>> BEGIN

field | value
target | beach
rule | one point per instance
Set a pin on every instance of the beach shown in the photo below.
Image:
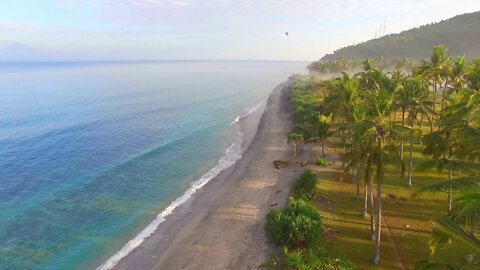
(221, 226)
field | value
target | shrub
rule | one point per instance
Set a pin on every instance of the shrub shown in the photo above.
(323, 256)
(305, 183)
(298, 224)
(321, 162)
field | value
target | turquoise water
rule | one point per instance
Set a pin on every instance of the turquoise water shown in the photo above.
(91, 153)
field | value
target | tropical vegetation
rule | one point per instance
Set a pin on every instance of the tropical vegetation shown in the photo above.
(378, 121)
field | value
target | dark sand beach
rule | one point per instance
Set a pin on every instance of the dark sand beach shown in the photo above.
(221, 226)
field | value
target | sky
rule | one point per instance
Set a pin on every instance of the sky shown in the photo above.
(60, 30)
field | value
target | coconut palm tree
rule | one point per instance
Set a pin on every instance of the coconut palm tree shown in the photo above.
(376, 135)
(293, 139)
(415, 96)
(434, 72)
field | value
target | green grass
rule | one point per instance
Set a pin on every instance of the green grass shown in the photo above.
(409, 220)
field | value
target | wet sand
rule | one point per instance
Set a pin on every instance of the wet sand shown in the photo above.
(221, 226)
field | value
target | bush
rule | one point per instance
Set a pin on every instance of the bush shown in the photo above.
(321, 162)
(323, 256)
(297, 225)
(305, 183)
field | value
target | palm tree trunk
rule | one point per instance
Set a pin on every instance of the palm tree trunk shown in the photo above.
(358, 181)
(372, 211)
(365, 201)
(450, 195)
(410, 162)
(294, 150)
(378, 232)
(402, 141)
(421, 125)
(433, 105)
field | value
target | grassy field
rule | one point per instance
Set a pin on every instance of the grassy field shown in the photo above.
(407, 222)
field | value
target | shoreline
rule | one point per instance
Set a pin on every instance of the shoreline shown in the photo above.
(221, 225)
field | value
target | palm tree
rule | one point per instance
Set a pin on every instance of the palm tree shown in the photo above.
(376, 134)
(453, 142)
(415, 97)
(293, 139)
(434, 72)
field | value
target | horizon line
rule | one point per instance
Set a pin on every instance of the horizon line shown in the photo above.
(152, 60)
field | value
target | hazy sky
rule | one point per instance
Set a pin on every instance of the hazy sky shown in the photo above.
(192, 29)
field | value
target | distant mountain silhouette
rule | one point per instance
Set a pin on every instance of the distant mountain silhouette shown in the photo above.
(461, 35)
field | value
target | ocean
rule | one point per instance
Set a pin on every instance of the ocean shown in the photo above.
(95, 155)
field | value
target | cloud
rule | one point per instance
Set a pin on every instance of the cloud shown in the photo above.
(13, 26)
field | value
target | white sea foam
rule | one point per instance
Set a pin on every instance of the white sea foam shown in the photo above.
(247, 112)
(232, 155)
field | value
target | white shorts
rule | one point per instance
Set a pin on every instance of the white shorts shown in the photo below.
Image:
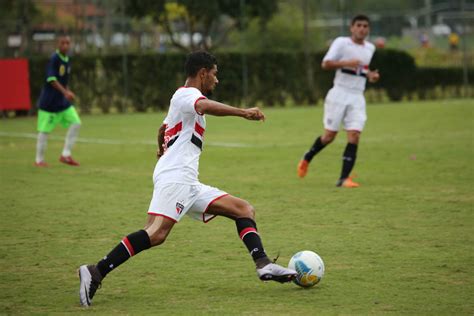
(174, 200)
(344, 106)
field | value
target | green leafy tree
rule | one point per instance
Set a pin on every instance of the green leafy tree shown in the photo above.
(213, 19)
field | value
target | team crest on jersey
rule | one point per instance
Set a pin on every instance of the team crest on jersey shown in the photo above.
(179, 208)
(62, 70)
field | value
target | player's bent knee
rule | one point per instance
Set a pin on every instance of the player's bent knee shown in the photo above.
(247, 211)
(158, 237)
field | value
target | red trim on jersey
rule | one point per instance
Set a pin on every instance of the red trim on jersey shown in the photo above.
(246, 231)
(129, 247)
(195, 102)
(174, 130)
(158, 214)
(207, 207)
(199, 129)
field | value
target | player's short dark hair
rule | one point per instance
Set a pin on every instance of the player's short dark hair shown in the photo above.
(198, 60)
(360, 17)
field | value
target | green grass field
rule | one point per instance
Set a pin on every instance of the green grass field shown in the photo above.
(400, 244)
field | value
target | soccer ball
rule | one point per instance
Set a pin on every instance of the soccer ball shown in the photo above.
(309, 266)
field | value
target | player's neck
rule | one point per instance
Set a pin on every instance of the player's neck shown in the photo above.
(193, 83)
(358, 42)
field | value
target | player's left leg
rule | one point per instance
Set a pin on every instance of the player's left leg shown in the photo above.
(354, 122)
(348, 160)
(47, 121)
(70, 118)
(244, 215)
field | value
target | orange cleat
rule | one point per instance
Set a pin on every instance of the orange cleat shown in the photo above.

>> END

_The exercise_.
Print each entry shown above with exact wording and no pictures.

_Expected answer_.
field | value
target | beach
rule | one point per instance
Set a pin on every instance of the beach shown in the photo below.
Image:
(221, 226)
field | value
target | shrub
rule | one point per instance
Set a pin on every instance of the shrub shown in the photo above.
(323, 256)
(305, 183)
(298, 224)
(321, 162)
field | value
target | turquoise water
rule | one point per instance
Set a pin on every instance of the turquoise water shown in the photo above.
(91, 153)
field | value
target | tropical vegetation
rule | one point per instance
Set a pin on every instance of the tropical vegetation shown in the photo above.
(378, 121)
field | value
target | dark sand beach
rule | one point per instance
Set a pin on every instance of the dark sand beach shown in the photo above.
(221, 226)
field | value
target | sky
rule | one point per instance
Set a pin on every instance of the sky shown in the photo above.
(60, 30)
field | value
target | coconut palm tree
rule | one point per instance
Set a pin on every instance of the coconut palm tree shown in the photo above.
(376, 135)
(293, 139)
(415, 96)
(434, 72)
field | value
target | green grass
rule | one point per instance
Set a pin on every instance of the green grass shown in the photo above.
(409, 220)
field | value
target | wet sand
rule | one point per instance
Set a pin on every instance of the wet sand shown in the photo above.
(221, 226)
field | value
target | bush
rule | one point per instance
Set a pin on every instance of the bush shown in the photo above.
(321, 162)
(323, 256)
(297, 225)
(305, 183)
field | value
target | palm tree trunk
rule | one point per instance
Set a pin on every instance of the palm tree trunk shown in the photo above.
(358, 181)
(372, 211)
(365, 201)
(450, 195)
(410, 162)
(294, 150)
(378, 232)
(402, 141)
(421, 125)
(433, 105)
field | value
target | grassy field
rule | one point per instance
Set a pin on every instance of the grassy field shown in the photo above.
(407, 222)
field | value
target | shoreline
rule | one point per instance
Set a pin on every instance of the shoreline shown in the photo above.
(221, 225)
field | value
target | palm tree
rule | one point per instance
Set a pin on every instance of the palm tree shown in the photo above.
(376, 134)
(453, 142)
(415, 97)
(293, 139)
(434, 72)
field | value
target | horizon line
rule | one point per instance
Set a pin on every instance of the horizon line shown in the photo above.
(152, 60)
field | value
target | hazy sky
rule | one point per instance
Set a pin on every instance of the hazy sky shown in the photo above.
(192, 29)
field | value
target | distant mountain silhouette
rule | one point per instance
Set a pin on every instance of the distant mountain silhouette shown in the photo above.
(461, 35)
field | value
target | ocean
rule | one point per instance
Set a pin on every instance of the ocean shown in the photo above.
(95, 155)
field | value
target | cloud
rule | one point per instance
Set a pin on every instance of the cloud shown in the photo above.
(13, 26)
field | value
target | white sea foam
rule | one point per instance
Set a pin on every instance of the white sea foam shown in the photo above.
(247, 112)
(232, 155)
field | value
target | white shorts
rule | one point per instance
Set a pin on every instance of the white shorts shown in the photo below.
Image:
(174, 200)
(344, 106)
field | value
target | green leafy tree
rule | one point per instance
Set a pin on every instance of the green leafy tree shown in the photo above.
(213, 19)
field | value
target | team crest on jersey
rule | one point per instance
Set a pin on every instance of the team crest on jersey shown in the photo above.
(179, 208)
(62, 70)
field | value
target | player's bent knee
rule | one point per instance
Set a pin on every instance of the player's bent knee shown in the photo above.
(247, 211)
(158, 237)
field | value
target | red trim on jersey
rule | one point per instance
Set a pin on every instance of the red trim on jersey shown in the photo above.
(246, 231)
(129, 247)
(195, 102)
(174, 130)
(158, 214)
(207, 207)
(199, 129)
field | value
target | player's short dark hair
rule | one point per instance
Set a pin on every instance of the player's short dark hair shown in the photo above.
(198, 60)
(360, 17)
field | value
target | green grass field
rule | one point per instance
Set a pin on every instance of the green grass field shown in the photo above.
(400, 244)
field | value
target | soccer ball
rule | one point per instance
Set a pin on every instance of the soccer ball shown in the photo above.
(309, 266)
field | value
target | player's neck
rule | one point per instance
Set a pin on every instance of the player's neck shown in the photo above.
(193, 83)
(358, 42)
field | value
target | player's left leg
rule | one point per instance
Set a pin on every instance of the player's left leg shown in the photo above.
(354, 122)
(348, 160)
(47, 121)
(70, 118)
(244, 215)
field | value
target | orange cleat
rule | one point per instance
Set a pin on every instance of the orange cleat shown in the photo above.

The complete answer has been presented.